_Given passage:_
>> start

Basis of Presentation

The accompanying financial statements have been prepared in conformity with accounting principles generally accepted in the United States of America, or GAAP. Any reference in these notes to applicable guidance is meant to refer to the authoritative United States generally accepted accounting principles as found in the ASC and Accounting Standards Update, or ASU, of FASB. The Company’s functional currency is the U.S. dollar.

The financial statements include all normal and recurring adjustments that are considered necessary for the fair presentation of the Company’s balance sheets as of September 30, 2019 and December 31, 2018, its results of operations and its comprehensive loss for the three and nine months ended September 30, 2019 and 2018, its statement of stockholders’ equity for the period from January 1, 2019 to September 30, 2019 and for the period January 1, 2018 to September 30, 2018, and its statements of cash flows for the nine months ended September 30, 2019 and 2018. The information included in this Quarterly Report on Form 10‑Q should be read in conjunction with the financial statements and accompanying notes included in the Company’s most recent Annual Report on Form 10‑K for the year ended December 31, 2018. Since the date of those financial statements, there have been no changes to the Company’s significant accounting policies. The financial data and other information disclosed in these notes related to the nine months ended September 30, 2019 and 2018 are not necessarily indicative of the results to be expected for the year ending December 31, 2019, any other interim periods, or any future year or period.

>> end

_Entries supplied:_
>> start

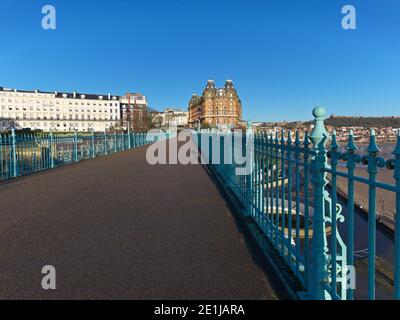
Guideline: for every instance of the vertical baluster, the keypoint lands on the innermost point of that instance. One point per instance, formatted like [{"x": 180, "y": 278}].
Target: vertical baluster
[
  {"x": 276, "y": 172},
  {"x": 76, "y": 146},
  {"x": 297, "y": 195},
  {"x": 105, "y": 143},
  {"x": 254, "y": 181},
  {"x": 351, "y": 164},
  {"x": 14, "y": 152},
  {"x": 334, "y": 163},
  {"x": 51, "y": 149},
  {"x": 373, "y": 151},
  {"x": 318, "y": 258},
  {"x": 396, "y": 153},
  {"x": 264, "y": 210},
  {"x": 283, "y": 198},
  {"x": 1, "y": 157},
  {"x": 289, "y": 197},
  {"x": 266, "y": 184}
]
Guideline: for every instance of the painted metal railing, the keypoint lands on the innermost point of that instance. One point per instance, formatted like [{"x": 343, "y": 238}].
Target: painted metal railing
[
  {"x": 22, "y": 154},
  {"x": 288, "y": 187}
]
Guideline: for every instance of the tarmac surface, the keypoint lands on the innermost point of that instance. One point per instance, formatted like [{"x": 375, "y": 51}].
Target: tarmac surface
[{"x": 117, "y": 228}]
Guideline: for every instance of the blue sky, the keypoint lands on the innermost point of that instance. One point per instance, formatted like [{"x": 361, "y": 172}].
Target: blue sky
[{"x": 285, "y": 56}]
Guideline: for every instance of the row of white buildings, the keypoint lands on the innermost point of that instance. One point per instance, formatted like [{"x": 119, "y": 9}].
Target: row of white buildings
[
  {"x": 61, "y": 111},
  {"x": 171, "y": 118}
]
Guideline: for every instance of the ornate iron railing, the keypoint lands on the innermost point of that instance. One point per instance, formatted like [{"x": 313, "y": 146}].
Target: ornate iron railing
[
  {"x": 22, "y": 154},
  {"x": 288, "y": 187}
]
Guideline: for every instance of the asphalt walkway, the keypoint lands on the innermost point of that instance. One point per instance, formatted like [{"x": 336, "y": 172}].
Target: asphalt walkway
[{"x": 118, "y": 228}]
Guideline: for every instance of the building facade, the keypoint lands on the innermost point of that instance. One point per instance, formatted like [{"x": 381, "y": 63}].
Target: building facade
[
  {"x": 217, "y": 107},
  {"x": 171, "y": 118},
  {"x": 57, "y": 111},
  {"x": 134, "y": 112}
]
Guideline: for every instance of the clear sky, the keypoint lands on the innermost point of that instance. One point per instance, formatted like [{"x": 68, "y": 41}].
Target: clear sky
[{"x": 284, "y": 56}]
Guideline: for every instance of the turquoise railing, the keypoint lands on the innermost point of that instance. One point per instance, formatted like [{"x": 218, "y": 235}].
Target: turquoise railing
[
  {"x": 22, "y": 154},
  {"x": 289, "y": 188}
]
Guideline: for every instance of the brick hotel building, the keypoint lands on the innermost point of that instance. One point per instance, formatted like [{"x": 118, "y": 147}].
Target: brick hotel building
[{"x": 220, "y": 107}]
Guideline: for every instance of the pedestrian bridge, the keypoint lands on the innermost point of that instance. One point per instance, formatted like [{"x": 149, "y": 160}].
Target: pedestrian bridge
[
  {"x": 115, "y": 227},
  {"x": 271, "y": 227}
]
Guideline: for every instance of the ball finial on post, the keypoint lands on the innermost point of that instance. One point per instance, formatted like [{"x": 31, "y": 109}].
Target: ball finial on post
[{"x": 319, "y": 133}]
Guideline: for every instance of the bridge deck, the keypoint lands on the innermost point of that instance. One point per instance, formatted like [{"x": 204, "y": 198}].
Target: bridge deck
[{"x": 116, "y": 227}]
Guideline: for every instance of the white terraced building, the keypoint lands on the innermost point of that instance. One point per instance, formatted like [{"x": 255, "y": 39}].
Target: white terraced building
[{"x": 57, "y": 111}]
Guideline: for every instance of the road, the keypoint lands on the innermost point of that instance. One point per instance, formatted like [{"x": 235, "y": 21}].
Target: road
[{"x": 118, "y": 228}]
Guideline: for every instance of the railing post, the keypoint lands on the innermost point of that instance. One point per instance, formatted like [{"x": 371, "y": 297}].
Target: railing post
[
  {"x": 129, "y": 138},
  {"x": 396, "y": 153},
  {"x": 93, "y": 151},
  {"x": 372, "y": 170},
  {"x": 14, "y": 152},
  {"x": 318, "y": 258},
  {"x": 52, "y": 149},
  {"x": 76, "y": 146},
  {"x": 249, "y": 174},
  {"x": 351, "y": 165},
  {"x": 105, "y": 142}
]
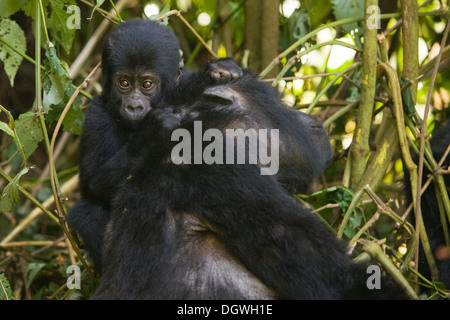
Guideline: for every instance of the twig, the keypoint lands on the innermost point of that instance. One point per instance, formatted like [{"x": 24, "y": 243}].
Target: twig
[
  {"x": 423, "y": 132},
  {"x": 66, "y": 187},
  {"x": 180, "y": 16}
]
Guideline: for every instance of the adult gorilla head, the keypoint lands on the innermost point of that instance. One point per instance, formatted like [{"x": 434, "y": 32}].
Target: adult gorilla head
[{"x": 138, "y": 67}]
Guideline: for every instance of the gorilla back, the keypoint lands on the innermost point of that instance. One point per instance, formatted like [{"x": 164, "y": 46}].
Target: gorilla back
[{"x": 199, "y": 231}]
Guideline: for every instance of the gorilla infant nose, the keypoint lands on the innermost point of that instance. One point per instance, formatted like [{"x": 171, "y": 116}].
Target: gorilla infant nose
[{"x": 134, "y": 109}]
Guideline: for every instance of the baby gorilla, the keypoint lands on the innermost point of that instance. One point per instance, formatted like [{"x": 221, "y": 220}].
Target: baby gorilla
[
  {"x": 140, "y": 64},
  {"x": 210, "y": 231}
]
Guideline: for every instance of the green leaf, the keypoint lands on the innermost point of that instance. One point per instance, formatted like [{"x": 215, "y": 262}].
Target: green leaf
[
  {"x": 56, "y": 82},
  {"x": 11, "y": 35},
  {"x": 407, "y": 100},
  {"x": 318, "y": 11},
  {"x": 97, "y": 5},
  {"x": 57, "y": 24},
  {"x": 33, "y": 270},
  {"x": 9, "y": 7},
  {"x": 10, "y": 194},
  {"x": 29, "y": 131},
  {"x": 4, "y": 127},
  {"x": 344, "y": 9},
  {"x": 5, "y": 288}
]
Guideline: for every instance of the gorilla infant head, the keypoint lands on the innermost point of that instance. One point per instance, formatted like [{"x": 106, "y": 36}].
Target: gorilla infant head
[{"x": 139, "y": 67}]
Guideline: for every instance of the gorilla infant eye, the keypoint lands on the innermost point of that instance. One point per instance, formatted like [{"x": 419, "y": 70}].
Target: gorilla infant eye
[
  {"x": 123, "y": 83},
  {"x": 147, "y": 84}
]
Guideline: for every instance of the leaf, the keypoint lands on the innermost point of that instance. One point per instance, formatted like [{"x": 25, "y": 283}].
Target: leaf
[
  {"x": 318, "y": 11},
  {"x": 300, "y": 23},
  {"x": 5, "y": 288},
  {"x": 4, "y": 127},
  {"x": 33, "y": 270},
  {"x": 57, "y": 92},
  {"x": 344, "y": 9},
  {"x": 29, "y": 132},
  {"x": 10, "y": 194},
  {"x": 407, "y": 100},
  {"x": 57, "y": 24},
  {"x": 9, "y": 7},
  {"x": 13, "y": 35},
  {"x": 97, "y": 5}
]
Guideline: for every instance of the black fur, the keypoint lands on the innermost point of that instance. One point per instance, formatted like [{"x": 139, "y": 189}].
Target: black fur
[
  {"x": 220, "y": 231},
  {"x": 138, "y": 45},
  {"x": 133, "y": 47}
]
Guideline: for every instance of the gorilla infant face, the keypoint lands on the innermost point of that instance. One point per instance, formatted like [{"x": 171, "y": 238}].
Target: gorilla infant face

>> end

_What you are asked to do:_ Write the next part of the basis of presentation note on the financial statements, starting right after its final sentence.

_Response to the task:_
Leases

The Company adopted ASU 2016‑02, Leases (Topic 842), and all applicable amendments as of January 1, 2019 using a modified retrospective approach. The Company determines if an arrangement is a lease at inception. Operating leases are included in long-term right-of-use assets and current and long-term lease liabilities on our consolidated balance sheets. Right-of-use assets represent the Company’s right to use an underlying asset for the lease term and lease liabilities represent the Company’s obligation to make lease payments arising from the lease. Operating lease right-of-use assets and liabilities are recognized at commencement date based on the present value of lease payments over the lease term. As most of the Company’s leases do not provide an implicit rate, the Company uses its incremental borrowing rates, which are the rates incurred to borrow on a collateralized basis over a similar term, an amount equal to the lease payments in a similar economic environment. Lease expense for lease payments is recognized on a straight-line basis over the lease term. The right-of-use assets are tested for impairment according to ASC 360. See Note 6 for details. Leases with an initial term of 12 months or less are not recorded on the balance sheet; we recognize lease expense for these immaterial leases on a straight-line basis over the lease term. 

The Company has lease agreements with lease and non-lease components, which are accounted for as a single lease component under the practical expedient provisions of the standard. Lease payments, which may include lease and non-lease components, are included in the measurement of the Company’s lease liabilities to the extent that such payments are either fixed amounts or variable amounts that depend on a rate or index as stipulated in the lease contract.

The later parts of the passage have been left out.